## [Requirement]
Reproduce exactly the final portion of the data: every line from the one containing "the crane leg" through the last line, inclusive.

[Dataset entries]
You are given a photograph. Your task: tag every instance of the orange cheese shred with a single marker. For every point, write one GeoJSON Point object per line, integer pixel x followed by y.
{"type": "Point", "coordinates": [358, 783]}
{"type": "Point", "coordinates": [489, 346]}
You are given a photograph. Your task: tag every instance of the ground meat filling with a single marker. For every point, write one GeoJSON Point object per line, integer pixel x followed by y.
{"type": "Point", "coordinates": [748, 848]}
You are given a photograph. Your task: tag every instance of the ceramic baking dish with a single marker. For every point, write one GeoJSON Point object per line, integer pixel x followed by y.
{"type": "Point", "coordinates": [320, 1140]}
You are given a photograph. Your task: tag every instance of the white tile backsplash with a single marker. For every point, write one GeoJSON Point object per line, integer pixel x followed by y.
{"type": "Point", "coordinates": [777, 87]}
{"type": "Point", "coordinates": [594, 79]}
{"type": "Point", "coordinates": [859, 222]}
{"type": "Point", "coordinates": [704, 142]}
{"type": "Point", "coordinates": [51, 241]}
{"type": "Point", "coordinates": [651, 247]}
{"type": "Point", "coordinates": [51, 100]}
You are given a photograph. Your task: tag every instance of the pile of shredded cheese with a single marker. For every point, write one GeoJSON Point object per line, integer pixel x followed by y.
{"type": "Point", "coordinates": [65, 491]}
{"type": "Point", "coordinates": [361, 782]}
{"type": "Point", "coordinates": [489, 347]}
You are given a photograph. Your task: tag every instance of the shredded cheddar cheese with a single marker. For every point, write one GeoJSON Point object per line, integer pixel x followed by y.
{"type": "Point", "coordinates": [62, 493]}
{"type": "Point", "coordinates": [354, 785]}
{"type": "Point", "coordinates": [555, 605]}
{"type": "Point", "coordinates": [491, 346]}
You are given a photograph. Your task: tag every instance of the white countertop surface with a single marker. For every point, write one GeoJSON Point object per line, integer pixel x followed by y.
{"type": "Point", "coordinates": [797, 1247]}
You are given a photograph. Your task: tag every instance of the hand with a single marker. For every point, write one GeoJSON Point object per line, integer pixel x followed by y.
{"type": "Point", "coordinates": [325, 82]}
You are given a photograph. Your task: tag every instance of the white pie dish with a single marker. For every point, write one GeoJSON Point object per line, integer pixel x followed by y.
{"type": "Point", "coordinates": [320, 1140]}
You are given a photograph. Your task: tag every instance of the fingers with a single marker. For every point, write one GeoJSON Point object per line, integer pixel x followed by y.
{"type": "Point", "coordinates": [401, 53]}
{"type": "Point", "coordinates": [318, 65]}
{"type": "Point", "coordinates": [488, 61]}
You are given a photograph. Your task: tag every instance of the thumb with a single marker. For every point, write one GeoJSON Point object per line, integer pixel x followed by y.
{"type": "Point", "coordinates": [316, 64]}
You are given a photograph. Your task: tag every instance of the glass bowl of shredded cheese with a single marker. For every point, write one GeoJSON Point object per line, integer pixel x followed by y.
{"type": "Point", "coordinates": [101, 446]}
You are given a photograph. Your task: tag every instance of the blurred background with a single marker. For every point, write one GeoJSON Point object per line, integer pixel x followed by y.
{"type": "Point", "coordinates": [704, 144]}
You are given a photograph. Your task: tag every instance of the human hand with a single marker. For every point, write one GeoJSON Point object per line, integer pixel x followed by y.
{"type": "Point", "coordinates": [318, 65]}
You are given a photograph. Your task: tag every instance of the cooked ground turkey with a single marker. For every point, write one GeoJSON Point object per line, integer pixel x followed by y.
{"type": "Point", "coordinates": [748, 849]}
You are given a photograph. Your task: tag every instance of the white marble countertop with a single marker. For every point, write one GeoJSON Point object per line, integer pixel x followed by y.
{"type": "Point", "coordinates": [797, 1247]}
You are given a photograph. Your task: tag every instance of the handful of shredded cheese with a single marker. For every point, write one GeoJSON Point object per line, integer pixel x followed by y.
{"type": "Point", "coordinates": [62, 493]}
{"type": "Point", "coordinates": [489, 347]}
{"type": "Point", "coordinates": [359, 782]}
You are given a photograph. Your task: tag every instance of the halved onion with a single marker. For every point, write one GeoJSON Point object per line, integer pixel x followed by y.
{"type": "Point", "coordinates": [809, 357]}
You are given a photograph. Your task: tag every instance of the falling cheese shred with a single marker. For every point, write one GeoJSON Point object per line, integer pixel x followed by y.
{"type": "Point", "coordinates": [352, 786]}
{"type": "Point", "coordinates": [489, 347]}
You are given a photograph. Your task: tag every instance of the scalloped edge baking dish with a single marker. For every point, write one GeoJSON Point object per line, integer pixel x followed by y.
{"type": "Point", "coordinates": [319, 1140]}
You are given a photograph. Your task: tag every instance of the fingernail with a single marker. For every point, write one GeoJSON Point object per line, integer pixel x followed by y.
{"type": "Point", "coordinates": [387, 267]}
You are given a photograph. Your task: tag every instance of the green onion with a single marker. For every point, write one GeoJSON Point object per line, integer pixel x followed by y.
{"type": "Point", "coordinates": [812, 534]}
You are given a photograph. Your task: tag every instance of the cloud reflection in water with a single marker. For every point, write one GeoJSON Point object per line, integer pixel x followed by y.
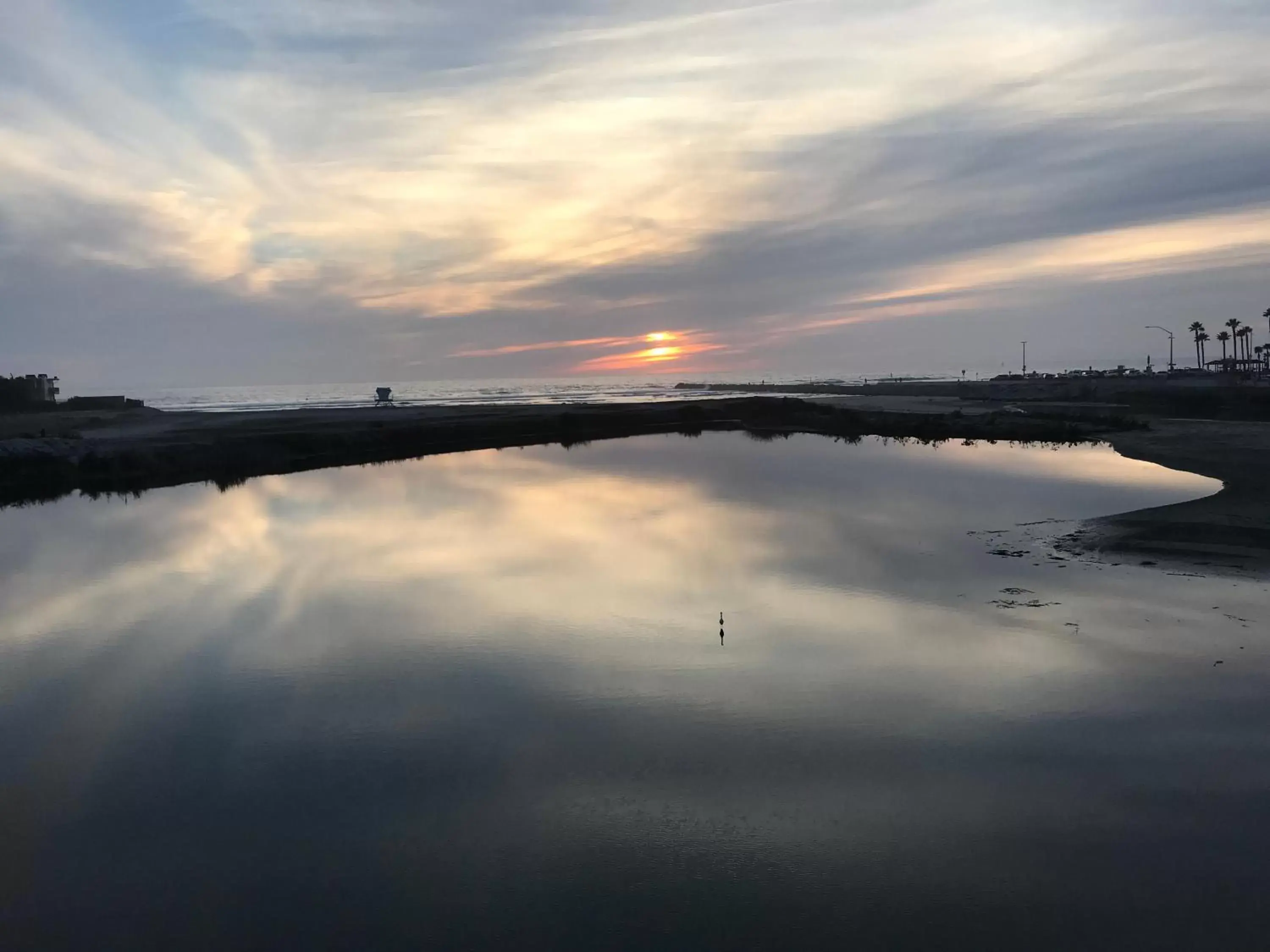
{"type": "Point", "coordinates": [463, 699]}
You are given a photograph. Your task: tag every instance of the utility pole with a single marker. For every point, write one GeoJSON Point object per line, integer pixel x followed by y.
{"type": "Point", "coordinates": [1156, 327]}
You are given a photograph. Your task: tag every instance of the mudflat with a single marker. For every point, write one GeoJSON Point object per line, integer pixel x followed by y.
{"type": "Point", "coordinates": [1230, 528]}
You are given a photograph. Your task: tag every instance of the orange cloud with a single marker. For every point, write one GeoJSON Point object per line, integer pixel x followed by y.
{"type": "Point", "coordinates": [548, 346]}
{"type": "Point", "coordinates": [647, 358]}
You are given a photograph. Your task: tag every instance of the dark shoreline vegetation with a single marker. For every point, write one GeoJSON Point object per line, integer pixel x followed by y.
{"type": "Point", "coordinates": [138, 451]}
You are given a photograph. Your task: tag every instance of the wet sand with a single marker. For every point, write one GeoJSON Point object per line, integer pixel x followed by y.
{"type": "Point", "coordinates": [1227, 530]}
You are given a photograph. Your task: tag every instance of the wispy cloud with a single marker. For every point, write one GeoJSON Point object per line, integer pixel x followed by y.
{"type": "Point", "coordinates": [535, 165]}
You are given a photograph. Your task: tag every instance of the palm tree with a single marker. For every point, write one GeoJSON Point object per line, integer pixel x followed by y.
{"type": "Point", "coordinates": [1234, 324]}
{"type": "Point", "coordinates": [1245, 334]}
{"type": "Point", "coordinates": [1197, 329]}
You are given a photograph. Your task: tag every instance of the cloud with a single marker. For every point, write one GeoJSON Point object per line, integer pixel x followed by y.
{"type": "Point", "coordinates": [743, 169]}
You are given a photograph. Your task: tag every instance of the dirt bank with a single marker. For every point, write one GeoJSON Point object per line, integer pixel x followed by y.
{"type": "Point", "coordinates": [1231, 528]}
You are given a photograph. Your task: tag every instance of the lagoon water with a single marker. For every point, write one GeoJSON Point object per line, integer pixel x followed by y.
{"type": "Point", "coordinates": [482, 701]}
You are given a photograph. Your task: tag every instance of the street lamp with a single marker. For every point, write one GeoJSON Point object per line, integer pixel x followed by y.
{"type": "Point", "coordinates": [1156, 327]}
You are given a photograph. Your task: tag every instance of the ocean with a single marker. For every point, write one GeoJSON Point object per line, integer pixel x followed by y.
{"type": "Point", "coordinates": [576, 390]}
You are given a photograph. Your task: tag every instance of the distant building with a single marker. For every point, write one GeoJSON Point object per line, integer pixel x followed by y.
{"type": "Point", "coordinates": [33, 391]}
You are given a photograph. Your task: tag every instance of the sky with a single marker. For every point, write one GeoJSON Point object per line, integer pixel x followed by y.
{"type": "Point", "coordinates": [233, 192]}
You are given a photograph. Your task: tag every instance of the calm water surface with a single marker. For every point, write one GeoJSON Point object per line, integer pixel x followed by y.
{"type": "Point", "coordinates": [482, 701]}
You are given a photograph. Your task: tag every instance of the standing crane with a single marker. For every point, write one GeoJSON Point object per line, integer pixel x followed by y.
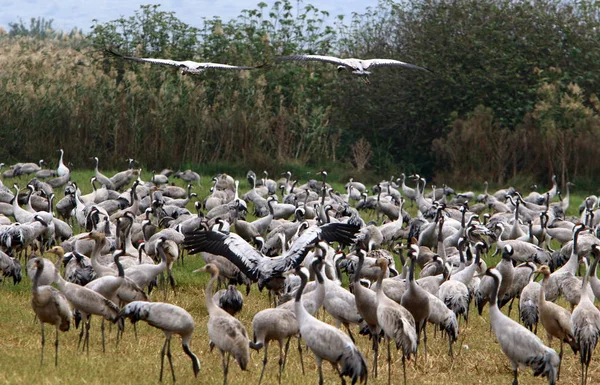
{"type": "Point", "coordinates": [171, 320]}
{"type": "Point", "coordinates": [521, 346]}
{"type": "Point", "coordinates": [397, 323]}
{"type": "Point", "coordinates": [50, 306]}
{"type": "Point", "coordinates": [555, 319]}
{"type": "Point", "coordinates": [366, 304]}
{"type": "Point", "coordinates": [225, 331]}
{"type": "Point", "coordinates": [328, 342]}
{"type": "Point", "coordinates": [415, 299]}
{"type": "Point", "coordinates": [586, 321]}
{"type": "Point", "coordinates": [88, 302]}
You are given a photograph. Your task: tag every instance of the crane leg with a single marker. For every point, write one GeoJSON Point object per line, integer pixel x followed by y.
{"type": "Point", "coordinates": [80, 337]}
{"type": "Point", "coordinates": [170, 358]}
{"type": "Point", "coordinates": [350, 332]}
{"type": "Point", "coordinates": [56, 349]}
{"type": "Point", "coordinates": [265, 359]}
{"type": "Point", "coordinates": [300, 352]}
{"type": "Point", "coordinates": [375, 337]}
{"type": "Point", "coordinates": [86, 342]}
{"type": "Point", "coordinates": [337, 369]}
{"type": "Point", "coordinates": [287, 346]}
{"type": "Point", "coordinates": [425, 337]}
{"type": "Point", "coordinates": [172, 281]}
{"type": "Point", "coordinates": [282, 358]}
{"type": "Point", "coordinates": [510, 305]}
{"type": "Point", "coordinates": [103, 340]}
{"type": "Point", "coordinates": [403, 367]}
{"type": "Point", "coordinates": [319, 366]}
{"type": "Point", "coordinates": [162, 359]}
{"type": "Point", "coordinates": [225, 365]}
{"type": "Point", "coordinates": [390, 363]}
{"type": "Point", "coordinates": [43, 342]}
{"type": "Point", "coordinates": [560, 358]}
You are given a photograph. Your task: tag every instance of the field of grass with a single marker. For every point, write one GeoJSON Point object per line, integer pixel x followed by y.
{"type": "Point", "coordinates": [478, 358]}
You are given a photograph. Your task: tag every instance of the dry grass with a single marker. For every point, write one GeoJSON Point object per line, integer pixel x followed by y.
{"type": "Point", "coordinates": [478, 359]}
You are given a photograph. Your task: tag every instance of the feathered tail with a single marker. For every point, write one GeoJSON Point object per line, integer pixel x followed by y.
{"type": "Point", "coordinates": [529, 314]}
{"type": "Point", "coordinates": [546, 365]}
{"type": "Point", "coordinates": [135, 311]}
{"type": "Point", "coordinates": [354, 365]}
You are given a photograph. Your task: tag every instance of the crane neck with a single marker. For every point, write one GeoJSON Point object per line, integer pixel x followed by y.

## [Response to this task]
You are given a photograph. Your task: tag every instance of the crane leg with a single marker. For every point, write one GeoJSON Point object per line, integer pixel x followed by y.
{"type": "Point", "coordinates": [80, 337]}
{"type": "Point", "coordinates": [170, 358]}
{"type": "Point", "coordinates": [350, 332]}
{"type": "Point", "coordinates": [56, 349]}
{"type": "Point", "coordinates": [265, 359]}
{"type": "Point", "coordinates": [300, 352]}
{"type": "Point", "coordinates": [375, 337]}
{"type": "Point", "coordinates": [86, 342]}
{"type": "Point", "coordinates": [337, 369]}
{"type": "Point", "coordinates": [287, 346]}
{"type": "Point", "coordinates": [425, 337]}
{"type": "Point", "coordinates": [172, 281]}
{"type": "Point", "coordinates": [282, 358]}
{"type": "Point", "coordinates": [510, 305]}
{"type": "Point", "coordinates": [103, 340]}
{"type": "Point", "coordinates": [403, 367]}
{"type": "Point", "coordinates": [319, 366]}
{"type": "Point", "coordinates": [162, 359]}
{"type": "Point", "coordinates": [225, 365]}
{"type": "Point", "coordinates": [390, 363]}
{"type": "Point", "coordinates": [43, 342]}
{"type": "Point", "coordinates": [560, 358]}
You are given a photograph. Your task: tag every instance of the field of grass with a single marker. For every point, write one GeoJSON Point object per line, integer pixel x followed by y.
{"type": "Point", "coordinates": [478, 358]}
You are given a photograph. Your task: tag every instance of the dry grass with a single marker. For every point, write one GeoJSON Point object per line, integer pixel x followed by y.
{"type": "Point", "coordinates": [478, 359]}
You are given a photograph. Your task: tag every instance of the feathered tail with a single marker. For every point, write one GeoJSON Point object per line, integer pixel x followed by y.
{"type": "Point", "coordinates": [529, 314]}
{"type": "Point", "coordinates": [546, 365]}
{"type": "Point", "coordinates": [135, 311]}
{"type": "Point", "coordinates": [354, 365]}
You are given a photograph. Your task: tag every instance of the crane neck with a single marker. For every point, write one GeoJSON Point object per line, integer pixel x followed by y.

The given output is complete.